• PROVIDED RECORDS:
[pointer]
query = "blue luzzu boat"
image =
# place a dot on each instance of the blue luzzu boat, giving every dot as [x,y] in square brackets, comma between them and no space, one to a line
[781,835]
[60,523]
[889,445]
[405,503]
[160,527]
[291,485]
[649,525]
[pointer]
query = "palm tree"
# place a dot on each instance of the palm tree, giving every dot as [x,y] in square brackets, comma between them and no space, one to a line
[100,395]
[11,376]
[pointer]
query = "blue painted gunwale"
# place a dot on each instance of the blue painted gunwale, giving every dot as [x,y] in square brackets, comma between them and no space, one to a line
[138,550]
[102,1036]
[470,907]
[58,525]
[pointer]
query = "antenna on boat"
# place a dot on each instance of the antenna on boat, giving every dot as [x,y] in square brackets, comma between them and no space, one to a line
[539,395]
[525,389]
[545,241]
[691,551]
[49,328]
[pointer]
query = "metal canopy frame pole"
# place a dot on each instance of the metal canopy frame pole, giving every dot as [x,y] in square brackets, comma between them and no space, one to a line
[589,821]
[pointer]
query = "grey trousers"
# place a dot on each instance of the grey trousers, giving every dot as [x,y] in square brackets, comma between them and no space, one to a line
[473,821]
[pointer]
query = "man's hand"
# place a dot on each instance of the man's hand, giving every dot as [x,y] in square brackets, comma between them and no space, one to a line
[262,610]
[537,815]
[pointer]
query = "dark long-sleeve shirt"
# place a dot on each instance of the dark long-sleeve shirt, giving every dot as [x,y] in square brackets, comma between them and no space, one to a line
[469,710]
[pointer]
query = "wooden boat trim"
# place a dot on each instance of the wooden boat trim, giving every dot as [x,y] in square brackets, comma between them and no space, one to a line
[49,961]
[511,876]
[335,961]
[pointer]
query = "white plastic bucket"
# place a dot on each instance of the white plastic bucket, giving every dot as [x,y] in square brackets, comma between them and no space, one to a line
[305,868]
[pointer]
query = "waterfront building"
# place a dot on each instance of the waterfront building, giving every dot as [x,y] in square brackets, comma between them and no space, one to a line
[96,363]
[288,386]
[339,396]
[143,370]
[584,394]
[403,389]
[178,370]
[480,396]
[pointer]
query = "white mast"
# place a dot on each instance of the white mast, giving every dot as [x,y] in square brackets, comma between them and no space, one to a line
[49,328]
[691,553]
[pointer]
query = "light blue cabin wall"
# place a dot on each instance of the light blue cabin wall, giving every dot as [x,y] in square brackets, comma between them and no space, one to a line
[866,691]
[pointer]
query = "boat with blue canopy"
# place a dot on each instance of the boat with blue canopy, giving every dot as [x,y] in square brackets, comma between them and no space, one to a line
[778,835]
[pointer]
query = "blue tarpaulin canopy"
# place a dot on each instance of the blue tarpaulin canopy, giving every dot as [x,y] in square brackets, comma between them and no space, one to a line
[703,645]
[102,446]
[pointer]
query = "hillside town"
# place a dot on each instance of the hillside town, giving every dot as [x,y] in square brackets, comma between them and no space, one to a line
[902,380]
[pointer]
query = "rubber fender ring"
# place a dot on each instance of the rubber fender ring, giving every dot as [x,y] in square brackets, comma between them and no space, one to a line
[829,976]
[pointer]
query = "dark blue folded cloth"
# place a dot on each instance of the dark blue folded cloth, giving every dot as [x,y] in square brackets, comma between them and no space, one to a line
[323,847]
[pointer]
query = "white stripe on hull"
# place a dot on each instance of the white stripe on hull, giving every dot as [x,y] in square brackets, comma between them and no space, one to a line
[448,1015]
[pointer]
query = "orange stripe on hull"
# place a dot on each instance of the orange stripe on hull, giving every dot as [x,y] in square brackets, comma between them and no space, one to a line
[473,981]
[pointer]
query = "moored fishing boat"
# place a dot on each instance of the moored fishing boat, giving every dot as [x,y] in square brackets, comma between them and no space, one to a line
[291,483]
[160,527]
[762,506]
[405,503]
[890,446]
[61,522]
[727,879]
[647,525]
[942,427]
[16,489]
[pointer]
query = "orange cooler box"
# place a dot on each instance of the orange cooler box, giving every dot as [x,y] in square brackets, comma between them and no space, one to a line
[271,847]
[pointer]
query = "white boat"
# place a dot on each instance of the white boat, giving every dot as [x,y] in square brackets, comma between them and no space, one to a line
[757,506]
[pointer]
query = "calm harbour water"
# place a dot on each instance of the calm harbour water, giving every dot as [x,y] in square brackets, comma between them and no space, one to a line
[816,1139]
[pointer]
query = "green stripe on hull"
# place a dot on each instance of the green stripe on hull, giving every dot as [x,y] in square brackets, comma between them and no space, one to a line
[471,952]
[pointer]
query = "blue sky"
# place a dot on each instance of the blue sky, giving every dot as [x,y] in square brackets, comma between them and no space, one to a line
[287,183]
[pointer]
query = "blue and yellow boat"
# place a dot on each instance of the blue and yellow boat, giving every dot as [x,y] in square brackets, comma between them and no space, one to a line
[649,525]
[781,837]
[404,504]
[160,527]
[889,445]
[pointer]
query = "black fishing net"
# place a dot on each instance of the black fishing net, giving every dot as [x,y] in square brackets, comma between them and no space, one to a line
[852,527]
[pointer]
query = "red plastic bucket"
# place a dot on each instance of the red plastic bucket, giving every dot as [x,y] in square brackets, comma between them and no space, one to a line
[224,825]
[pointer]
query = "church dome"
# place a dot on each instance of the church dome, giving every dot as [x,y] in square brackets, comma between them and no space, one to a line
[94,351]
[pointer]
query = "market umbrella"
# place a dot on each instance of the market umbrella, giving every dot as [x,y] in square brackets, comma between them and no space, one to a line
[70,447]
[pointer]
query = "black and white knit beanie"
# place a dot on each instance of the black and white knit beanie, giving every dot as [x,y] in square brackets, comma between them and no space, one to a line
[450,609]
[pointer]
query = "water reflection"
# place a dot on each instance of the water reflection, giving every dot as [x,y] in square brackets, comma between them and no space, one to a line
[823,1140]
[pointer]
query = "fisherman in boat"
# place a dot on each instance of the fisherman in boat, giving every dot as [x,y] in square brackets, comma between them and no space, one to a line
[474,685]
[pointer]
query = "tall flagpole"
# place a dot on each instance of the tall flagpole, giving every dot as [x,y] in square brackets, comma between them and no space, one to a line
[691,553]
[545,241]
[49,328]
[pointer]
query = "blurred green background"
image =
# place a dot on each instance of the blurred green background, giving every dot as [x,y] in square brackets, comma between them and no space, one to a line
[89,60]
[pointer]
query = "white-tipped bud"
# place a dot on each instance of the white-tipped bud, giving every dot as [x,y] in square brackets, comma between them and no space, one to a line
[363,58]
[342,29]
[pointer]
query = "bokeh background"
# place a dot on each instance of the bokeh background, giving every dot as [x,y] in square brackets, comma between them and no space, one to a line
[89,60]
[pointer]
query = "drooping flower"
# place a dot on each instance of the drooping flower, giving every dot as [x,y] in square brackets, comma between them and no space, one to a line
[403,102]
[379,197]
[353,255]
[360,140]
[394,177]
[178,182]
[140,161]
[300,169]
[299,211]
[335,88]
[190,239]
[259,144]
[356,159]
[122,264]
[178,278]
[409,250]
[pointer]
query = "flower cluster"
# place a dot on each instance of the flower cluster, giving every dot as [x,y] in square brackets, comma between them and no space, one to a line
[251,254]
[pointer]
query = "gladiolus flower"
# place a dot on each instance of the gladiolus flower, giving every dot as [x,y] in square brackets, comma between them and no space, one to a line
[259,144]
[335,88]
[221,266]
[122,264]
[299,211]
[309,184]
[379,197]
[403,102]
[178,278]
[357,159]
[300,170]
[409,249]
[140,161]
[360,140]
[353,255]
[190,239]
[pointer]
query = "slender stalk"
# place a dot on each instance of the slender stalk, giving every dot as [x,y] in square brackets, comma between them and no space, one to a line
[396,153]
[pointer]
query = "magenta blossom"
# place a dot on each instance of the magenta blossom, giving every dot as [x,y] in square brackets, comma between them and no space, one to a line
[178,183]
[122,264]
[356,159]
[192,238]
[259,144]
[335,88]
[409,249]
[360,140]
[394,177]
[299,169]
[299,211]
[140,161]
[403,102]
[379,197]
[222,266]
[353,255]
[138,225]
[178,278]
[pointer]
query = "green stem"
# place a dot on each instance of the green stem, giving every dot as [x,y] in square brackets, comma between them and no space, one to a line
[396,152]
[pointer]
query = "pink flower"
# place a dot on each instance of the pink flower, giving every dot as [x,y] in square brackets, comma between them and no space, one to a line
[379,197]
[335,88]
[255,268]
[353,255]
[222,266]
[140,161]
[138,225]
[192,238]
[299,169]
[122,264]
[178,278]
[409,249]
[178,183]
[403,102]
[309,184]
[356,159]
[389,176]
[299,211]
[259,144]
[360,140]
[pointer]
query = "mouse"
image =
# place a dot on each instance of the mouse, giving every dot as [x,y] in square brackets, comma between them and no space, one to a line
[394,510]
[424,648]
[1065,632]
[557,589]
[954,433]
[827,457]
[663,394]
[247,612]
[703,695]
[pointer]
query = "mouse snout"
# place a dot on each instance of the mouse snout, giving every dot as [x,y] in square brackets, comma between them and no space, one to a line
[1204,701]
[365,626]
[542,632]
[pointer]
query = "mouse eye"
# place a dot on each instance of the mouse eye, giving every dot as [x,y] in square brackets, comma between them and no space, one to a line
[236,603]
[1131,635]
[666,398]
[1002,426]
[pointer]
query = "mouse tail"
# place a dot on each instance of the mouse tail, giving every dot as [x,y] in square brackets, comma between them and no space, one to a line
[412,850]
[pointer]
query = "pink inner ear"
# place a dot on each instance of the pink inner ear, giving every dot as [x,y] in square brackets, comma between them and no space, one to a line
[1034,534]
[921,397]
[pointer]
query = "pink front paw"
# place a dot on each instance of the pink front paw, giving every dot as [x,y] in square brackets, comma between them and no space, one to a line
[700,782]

• YOUR OBJECTIVE:
Go through the records above and keep only the lines that contain the word "dome", copying each of them unchanged.

• FINISHED TASK:
query = "church dome"
# place a dot on each instance of the church dome, giving every dot as [x,y] in square brackets, comma between them and no space, one to a line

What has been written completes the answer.